Annotated coordinate records:
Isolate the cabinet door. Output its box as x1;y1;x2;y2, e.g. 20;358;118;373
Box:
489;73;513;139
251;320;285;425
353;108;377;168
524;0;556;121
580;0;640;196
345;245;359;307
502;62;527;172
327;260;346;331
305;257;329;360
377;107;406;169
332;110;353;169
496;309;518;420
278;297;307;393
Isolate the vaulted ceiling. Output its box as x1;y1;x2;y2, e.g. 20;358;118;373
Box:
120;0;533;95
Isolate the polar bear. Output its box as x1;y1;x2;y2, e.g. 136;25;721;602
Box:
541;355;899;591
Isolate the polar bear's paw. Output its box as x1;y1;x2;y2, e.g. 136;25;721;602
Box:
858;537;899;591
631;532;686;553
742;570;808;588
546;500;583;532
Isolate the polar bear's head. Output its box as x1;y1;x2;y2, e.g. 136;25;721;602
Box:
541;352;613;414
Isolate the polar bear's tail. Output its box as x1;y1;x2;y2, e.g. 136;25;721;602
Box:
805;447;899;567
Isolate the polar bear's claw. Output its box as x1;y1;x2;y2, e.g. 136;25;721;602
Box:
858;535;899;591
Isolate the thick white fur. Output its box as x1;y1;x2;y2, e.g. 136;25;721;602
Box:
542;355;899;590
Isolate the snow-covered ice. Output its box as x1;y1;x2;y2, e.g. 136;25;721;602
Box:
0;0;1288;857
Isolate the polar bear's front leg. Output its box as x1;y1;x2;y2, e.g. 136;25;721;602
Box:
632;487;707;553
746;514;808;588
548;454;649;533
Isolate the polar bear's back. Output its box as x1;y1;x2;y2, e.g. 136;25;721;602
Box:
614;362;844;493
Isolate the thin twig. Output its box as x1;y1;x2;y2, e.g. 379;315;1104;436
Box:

● What is needed
Recast all of the records above as a numbered list, omitting any blank lines.

● Exercise result
1. Isolate the cabinet door. Output its box as x1;y1;x2;y2, e.g. 20;358;118;373
2. Box:
3. 489;73;513;139
4. 251;320;285;425
5. 353;108;377;168
6. 524;0;556;121
7. 580;0;640;196
8. 345;245;359;307
9. 502;62;527;172
10. 327;260;346;331
11. 305;257;329;360
12. 377;107;406;169
13. 332;110;353;169
14. 496;309;518;420
15. 278;297;307;393
16. Isolate the vaulted ceiling. Output its box as x1;y1;x2;y2, e.g. 20;358;118;373
17. Box:
18. 120;0;533;95
19. Isolate the polar bear. Output its box as x1;y1;x2;y2, e.g. 136;25;721;602
20. Box:
21. 541;355;899;591
22. Isolate the polar bear's paw. Output its box as x1;y1;x2;y2, e.g. 136;25;721;602
23. Box:
24. 858;537;899;591
25. 631;532;686;553
26. 742;570;808;588
27. 546;500;583;532
28. Isolate the polar bear's head. Output its box as x1;y1;x2;y2, e.g. 136;25;721;602
29. Box:
30. 541;352;613;414
31. Isolate the polar bear's tail. Output its box as x1;y1;x2;y2, e.g. 136;25;721;602
32. Box:
33. 805;447;899;567
34. Isolate the polar bear's claw. Output its box as x1;y1;x2;y2, e.g. 136;25;721;602
35. Box:
36. 858;535;899;591
37. Isolate the thick white fur. Output its box as x1;y1;x2;y2, e.g. 136;25;721;602
38. Box:
39. 542;355;899;590
40. Isolate the snow-covered ice. Output its box as x1;y1;x2;y2, e.g. 136;25;721;602
41. Box:
42. 0;0;1288;857
43. Isolate the polar bear's front leg. Output its box as x1;y1;x2;y2, e.g. 136;25;721;602
44. Box:
45. 632;487;707;553
46. 746;514;808;588
47. 548;454;649;533
48. Isolate the polar bear's back. Output its box as x1;y1;x2;y2, e.g. 136;25;721;602
49. Box:
50. 614;362;844;493
51. Isolate the thin twig. Output its box as x1;y1;x2;y2, e.g. 379;315;1104;436
52. Box:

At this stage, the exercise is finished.